In Conclusion

In Conclusion

D.G. Jones, Elizabeth Brewster, The League of Canadian Poets

They say that Canada has more poets per capita than any other country in the world. I don’t know if this is true. But it could well be true, and if it is, it speaks eloquently of Canada as a fine place to speak one’s mind and heart. I do know that the number of members of the League of Canadian Poets has steadily increased over recent decades. Accordingly, the task of selecting poets to this Digital History has proven formidable. Using the admittedly arbitrary WWII cut off date still left too many talented Canadian poets not mentioned within these pages—leaving other poets to represent them. Representation, of course, is not the same recognition or presence, and for this limitation I hope I will be forgiven.

With the League’s permission and patience, I hope, over time, to make additions. However, for now, I would like to complete this first rendering of A Digital History of Canadian Poetry with a look at D.G. Jones and Elizabeth Brewster, two poets representative of the many fine Canadian poets (such as Robert Gibbs, Glen Sorestad, Elizabeth Gourlay, M. Travis Lane, Joseph Sherman to mention a few) who have been honoured with a lifetime membership into the League of Canadian Poets, and then to conclude with a final word about the League itself.
——————————
SHORT EXERCISE:
From the essay on Canadian poets, reproduce word for word the passage between "D.G. Jones, Elizabeth" and "will be forgiven.", inclusive.
——————————
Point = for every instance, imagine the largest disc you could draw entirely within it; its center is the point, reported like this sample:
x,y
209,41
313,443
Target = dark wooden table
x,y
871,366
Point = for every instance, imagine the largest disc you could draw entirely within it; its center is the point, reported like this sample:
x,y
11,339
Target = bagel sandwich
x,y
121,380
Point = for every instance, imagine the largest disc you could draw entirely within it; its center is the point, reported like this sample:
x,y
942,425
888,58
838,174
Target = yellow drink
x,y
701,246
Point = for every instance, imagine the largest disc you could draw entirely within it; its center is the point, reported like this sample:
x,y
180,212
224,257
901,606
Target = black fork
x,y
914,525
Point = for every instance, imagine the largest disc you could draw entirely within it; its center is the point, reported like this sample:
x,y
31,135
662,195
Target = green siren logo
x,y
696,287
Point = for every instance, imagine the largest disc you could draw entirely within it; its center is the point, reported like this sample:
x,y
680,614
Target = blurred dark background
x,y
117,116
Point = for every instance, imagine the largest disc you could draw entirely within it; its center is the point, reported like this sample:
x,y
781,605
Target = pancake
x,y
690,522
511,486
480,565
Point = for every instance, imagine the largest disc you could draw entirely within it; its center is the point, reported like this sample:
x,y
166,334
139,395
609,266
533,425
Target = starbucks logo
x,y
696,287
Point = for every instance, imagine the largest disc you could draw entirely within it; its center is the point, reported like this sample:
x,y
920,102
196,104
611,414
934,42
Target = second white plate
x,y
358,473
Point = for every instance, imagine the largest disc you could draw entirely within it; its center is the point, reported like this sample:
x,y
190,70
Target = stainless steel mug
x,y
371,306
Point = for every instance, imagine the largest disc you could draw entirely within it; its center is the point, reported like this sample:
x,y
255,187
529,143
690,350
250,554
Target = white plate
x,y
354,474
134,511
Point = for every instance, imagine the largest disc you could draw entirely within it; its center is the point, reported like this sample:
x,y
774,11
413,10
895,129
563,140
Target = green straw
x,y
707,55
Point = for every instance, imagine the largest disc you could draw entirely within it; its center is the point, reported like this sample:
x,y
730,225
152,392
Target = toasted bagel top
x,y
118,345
——————————
SOLUTION FOR THIS TASK:
D.G. Jones, Elizabeth Brewster, The League of Canadian Poets

They say that Canada has more poets per capita than any other country in the world. I don’t know if this is true. But it could well be true, and if it is, it speaks eloquently of Canada as a fine place to speak one’s mind and heart. I do know that the number of members of the League of Canadian Poets has steadily increased over recent decades. Accordingly, the task of selecting poets to this Digital History has proven formidable. Using the admittedly arbitrary WWII cut off date still left too many talented Canadian poets not mentioned within these pages—leaving other poets to represent them. Representation, of course, is not the same recognition or presence, and for this limitation I hope I will be forgiven.